- [Text segment]
◇ ◇ ◇

I bought a kit online that came with plastic taps and tubing.

I had 2 versions of sap collection. 

version 1:1 gallon mayo containers I got for free from a cafeteria.  This turned out to be too small since I was doing this from 20 miles from home and could only get there once every few days.  Also when it froze the contrainer was smaller at the top so you had to bust the ice up.  Overall just a bad fit

Version 2 : was 5 gallon plastic food grade buckets.  I put the tubing underneath the LID.   They sat on the ground and were less tipsy then the 1 gallon mayo containers.  They held much more sap.  The were of good size so that I could bring a empty one from my car , take off the filled one , fit the new one to the tubing and walk back to car (at this time i had abandoned- onsite sap making). 

Conclusion version 2 worked really well without needing to have the weight of the bucket on the tap.  Perfect if your not out there empting it everyday to hold quite a bit of sap.  Transported well by hand with out a need for a intermediate bucket to transfer to where your making sap.  Will use this system again.  The buckets I paid 3 dollars a piece for.  The material is a high density Poly (hdpe) a very stable plastic.

◇ ◇ ◇

Write out the stretch of the sap-collection account from "Conclusion version 2" through "very stable plastic.", word for word.

- [Dataset items]
◇ ◇ ◇

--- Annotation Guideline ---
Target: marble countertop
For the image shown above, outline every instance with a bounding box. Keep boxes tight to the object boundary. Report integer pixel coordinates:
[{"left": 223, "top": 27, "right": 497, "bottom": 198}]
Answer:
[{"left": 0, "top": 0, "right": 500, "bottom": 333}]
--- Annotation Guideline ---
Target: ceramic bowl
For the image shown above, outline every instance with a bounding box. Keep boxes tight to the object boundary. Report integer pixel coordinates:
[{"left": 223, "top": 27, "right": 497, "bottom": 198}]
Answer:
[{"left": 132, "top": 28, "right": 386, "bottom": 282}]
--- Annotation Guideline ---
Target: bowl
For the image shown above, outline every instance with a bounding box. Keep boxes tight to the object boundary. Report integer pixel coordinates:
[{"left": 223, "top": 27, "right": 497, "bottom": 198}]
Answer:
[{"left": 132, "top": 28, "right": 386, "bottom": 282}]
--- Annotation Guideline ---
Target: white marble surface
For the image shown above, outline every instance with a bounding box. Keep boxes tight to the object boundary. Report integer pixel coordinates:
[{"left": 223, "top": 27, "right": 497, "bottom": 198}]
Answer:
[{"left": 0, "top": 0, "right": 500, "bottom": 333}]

◇ ◇ ◇

- [Correct response]
Conclusion version 2 worked really well without needing to have the weight of the bucket on the tap.  Perfect if your not out there empting it everyday to hold quite a bit of sap.  Transported well by hand with out a need for a intermediate bucket to transfer to where your making sap.  Will use this system again.  The buckets I paid 3 dollars a piece for.  The material is a high density Poly (hdpe) a very stable plastic.